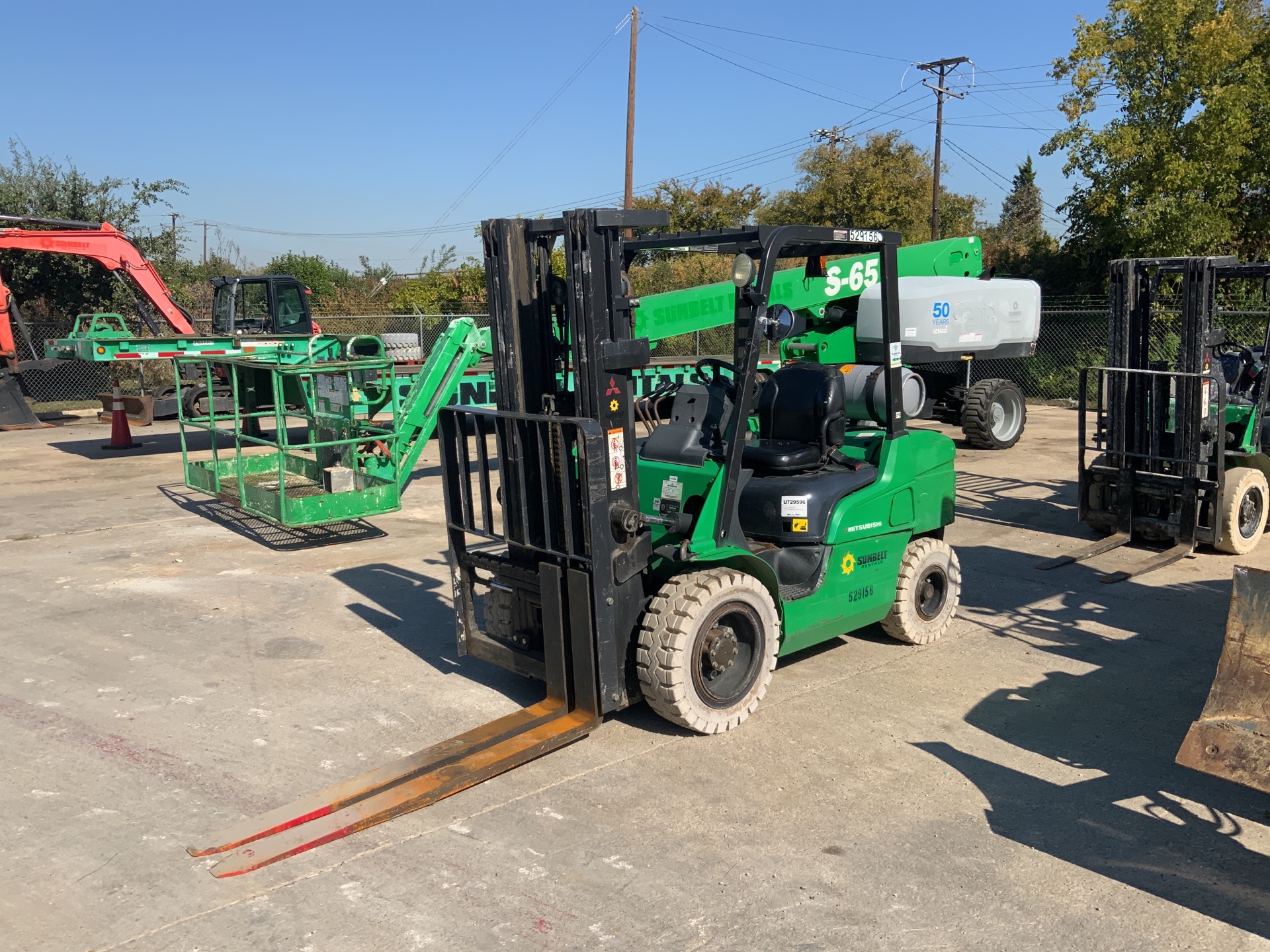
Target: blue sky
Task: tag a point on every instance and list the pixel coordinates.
(324, 120)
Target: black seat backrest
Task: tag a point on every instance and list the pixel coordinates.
(695, 428)
(804, 403)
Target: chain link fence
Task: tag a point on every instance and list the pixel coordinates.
(1074, 334)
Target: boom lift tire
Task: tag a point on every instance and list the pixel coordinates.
(1244, 509)
(708, 649)
(995, 414)
(926, 594)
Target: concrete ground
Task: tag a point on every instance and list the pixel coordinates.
(167, 668)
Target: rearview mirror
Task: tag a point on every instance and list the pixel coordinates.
(781, 323)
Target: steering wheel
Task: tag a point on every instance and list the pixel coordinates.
(716, 366)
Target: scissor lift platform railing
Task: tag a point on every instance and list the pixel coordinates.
(266, 470)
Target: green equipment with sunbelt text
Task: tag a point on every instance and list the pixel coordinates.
(757, 517)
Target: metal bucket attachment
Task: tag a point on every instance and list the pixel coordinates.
(1231, 739)
(16, 414)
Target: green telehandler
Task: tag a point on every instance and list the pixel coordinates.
(951, 317)
(757, 520)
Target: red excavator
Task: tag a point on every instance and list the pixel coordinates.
(259, 303)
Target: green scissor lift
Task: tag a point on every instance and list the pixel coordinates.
(362, 434)
(284, 481)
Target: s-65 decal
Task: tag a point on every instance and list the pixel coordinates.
(860, 276)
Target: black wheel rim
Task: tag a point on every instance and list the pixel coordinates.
(1250, 512)
(730, 639)
(931, 592)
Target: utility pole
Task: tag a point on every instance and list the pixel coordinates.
(630, 116)
(943, 67)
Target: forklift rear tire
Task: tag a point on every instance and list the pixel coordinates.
(994, 414)
(708, 649)
(1244, 509)
(926, 594)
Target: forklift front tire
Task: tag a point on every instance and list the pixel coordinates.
(1244, 509)
(708, 649)
(926, 593)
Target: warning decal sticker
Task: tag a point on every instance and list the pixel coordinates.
(793, 506)
(616, 459)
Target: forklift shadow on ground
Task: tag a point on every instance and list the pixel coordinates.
(413, 611)
(1044, 506)
(1181, 836)
(280, 539)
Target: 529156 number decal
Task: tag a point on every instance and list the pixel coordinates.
(865, 592)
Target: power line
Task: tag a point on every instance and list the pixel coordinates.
(757, 73)
(786, 40)
(520, 135)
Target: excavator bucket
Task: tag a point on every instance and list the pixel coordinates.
(16, 413)
(1231, 739)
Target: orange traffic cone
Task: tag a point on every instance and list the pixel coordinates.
(121, 434)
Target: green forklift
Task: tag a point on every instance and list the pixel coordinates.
(756, 520)
(1173, 432)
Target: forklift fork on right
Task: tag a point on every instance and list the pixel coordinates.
(1176, 444)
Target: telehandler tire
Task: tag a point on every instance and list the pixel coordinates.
(926, 594)
(1244, 509)
(708, 649)
(994, 414)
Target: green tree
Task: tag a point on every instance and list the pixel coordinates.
(1180, 168)
(886, 182)
(1021, 212)
(693, 207)
(63, 285)
(702, 207)
(323, 277)
(1017, 244)
(444, 285)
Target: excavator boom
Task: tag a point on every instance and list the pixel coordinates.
(105, 244)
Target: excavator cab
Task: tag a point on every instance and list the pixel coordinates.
(272, 303)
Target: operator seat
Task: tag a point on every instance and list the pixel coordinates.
(796, 485)
(800, 419)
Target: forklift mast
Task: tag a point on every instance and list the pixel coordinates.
(550, 520)
(541, 329)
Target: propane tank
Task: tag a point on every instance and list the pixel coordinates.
(867, 391)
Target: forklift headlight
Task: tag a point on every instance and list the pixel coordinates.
(781, 323)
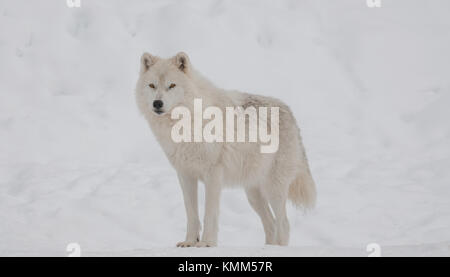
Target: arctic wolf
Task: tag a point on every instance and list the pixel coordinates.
(269, 179)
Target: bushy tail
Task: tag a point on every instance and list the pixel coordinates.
(302, 192)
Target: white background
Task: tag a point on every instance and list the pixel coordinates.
(369, 87)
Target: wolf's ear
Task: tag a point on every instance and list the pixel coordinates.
(147, 61)
(182, 62)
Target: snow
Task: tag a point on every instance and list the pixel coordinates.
(369, 86)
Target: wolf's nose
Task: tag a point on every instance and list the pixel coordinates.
(157, 104)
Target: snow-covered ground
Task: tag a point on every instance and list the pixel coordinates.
(370, 88)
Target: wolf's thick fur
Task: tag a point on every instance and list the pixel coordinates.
(268, 179)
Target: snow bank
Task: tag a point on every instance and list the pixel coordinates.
(369, 87)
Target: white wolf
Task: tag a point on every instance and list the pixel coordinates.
(269, 179)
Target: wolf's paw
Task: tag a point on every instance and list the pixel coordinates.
(205, 244)
(187, 243)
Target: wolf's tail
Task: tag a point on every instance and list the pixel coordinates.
(302, 191)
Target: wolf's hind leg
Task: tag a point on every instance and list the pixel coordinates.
(189, 186)
(261, 206)
(277, 199)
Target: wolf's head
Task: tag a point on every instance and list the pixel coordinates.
(163, 83)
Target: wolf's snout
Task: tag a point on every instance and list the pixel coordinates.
(157, 104)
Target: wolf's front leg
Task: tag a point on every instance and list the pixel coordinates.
(211, 220)
(189, 186)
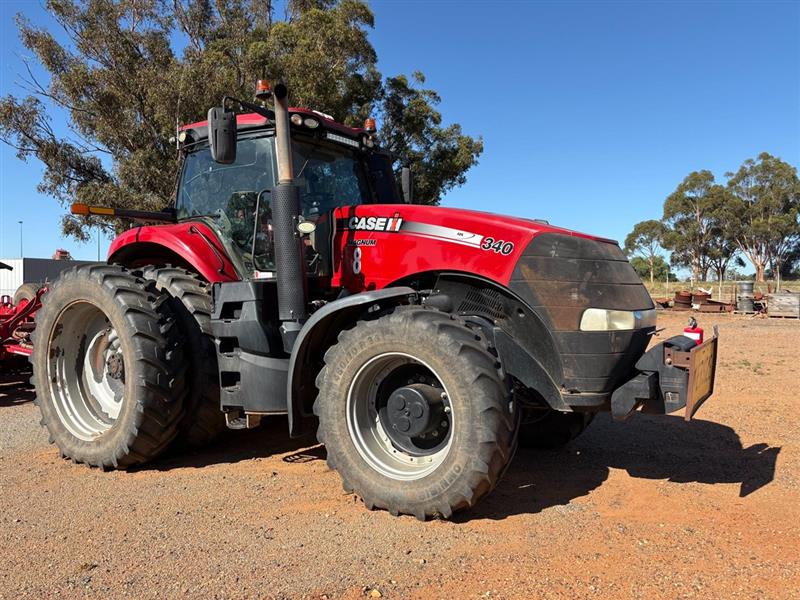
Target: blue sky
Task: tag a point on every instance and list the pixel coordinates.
(591, 113)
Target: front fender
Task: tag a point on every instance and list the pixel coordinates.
(194, 243)
(318, 334)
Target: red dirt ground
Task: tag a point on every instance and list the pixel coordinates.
(655, 507)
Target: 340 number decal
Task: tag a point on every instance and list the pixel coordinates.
(499, 246)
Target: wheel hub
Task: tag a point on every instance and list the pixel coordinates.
(414, 410)
(115, 366)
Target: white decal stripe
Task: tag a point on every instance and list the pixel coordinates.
(439, 232)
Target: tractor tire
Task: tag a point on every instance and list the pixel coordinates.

● Exercise brief: Omit the pictures and retype exactly the lines from the one with "Target: wolf's nose" through the final line, both ends included.

● Exercise solution:
Target: wolf's nose
Task: tag a point on every instance and list the pixel coordinates.
(157, 104)
Target: snow-covered ground
Task: tag a point on every instance and list the pixel coordinates.
(370, 88)
Target: wolf's thick fur
Task: tag a point on every instance and list the pixel coordinates.
(268, 179)
Target: snow bank
Task: tag a point on every instance and list the pixel coordinates.
(369, 87)
Target: white wolf
Task: tag a point on every instance and list the pixel coordinates.
(269, 179)
Target: wolf's paw
Task: tag a point on every instance and list the pixel coordinates.
(205, 244)
(187, 243)
Target: wolf's tail
Task: tag a point on every instance and list the pixel coordinates.
(302, 191)
Target: wolf's hind leg
Task: tag a point on every instance and list the pixel coordinates.
(189, 186)
(261, 206)
(277, 199)
Target: wolf's head
Task: tag a point on every instance and list the pixel coordinates.
(163, 83)
Target: wolf's snout
Task: tag a point on every instance and list the pixel coordinates.
(157, 104)
Target: wolf's front leg
Task: tag a point on every instance and list the pixel coordinates.
(211, 220)
(189, 186)
Target: blue sky
Task: tag a point on every instance and list the pixel coordinates.
(591, 113)
Target: front fender
Task: tag a point on every instance and list the pixel coordinates.
(194, 243)
(318, 334)
Target: red dirt ground
Task: tag a point on every instance and list the pixel coordinates.
(655, 507)
Target: 340 number decal
Task: tag a point on every instance and list the pixel coordinates.
(499, 246)
Target: wheel hub
Task: tag a point on every instance and list the pixel coordinates.
(414, 410)
(115, 366)
Target: white decal stripe
Task: tag a point on every instance and list the pixel coordinates.
(439, 232)
Target: tractor tire
Task: tag a point on every instance and list the pixel coordinates.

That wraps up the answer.